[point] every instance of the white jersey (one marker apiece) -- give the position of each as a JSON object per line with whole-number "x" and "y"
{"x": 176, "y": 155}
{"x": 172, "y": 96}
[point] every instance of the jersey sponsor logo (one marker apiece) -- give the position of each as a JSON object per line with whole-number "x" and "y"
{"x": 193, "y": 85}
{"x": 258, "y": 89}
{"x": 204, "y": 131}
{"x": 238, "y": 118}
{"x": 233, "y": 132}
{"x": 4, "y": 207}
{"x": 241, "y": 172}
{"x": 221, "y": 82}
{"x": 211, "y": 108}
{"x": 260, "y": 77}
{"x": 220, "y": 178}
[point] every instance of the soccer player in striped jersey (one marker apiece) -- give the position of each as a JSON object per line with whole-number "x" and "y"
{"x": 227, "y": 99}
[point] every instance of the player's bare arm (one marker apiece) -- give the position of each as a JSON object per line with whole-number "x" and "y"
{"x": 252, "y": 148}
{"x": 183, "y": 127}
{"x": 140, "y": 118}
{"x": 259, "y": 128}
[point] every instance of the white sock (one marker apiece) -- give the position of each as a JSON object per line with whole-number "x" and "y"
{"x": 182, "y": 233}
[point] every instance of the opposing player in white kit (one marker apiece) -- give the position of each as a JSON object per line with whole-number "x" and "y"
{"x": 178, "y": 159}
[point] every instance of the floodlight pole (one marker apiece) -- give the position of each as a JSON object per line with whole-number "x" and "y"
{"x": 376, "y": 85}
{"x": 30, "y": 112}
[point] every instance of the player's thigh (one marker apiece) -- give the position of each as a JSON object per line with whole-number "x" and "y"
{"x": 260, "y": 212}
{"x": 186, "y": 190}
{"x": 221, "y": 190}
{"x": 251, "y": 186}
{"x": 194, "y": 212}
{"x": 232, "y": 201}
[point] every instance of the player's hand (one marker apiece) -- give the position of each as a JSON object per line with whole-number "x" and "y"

■ ■ ■ ■ ■ ■ ■

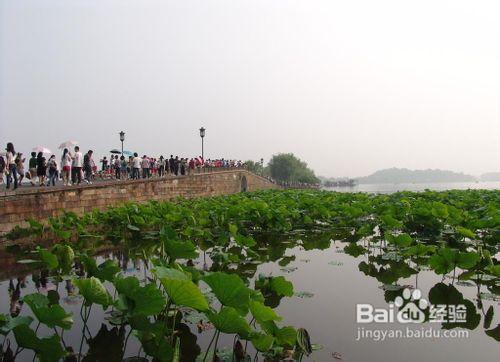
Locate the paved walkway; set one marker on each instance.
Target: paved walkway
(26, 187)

■ ■ ■ ■ ■ ■ ■

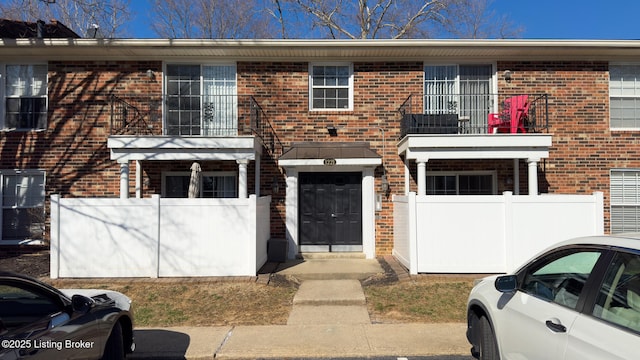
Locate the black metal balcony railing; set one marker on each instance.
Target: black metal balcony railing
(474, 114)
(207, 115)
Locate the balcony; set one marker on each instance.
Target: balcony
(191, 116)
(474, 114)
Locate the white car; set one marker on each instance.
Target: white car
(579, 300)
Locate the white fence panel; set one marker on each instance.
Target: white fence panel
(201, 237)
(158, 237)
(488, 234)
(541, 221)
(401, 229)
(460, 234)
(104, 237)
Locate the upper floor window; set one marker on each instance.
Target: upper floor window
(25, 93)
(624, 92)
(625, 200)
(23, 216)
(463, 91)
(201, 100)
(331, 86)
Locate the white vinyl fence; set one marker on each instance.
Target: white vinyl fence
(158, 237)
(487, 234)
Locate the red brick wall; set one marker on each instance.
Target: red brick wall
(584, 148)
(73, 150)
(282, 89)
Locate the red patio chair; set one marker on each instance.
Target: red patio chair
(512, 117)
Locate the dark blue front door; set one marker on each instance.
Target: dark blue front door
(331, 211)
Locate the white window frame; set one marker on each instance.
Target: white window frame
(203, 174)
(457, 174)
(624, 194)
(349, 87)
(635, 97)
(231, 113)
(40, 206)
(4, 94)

■ ■ ■ ■ ■ ■ ■

Please count the lines in the rows above that contain the string "brick", treating uppercase and lowercase as different, and reply with only the number.

2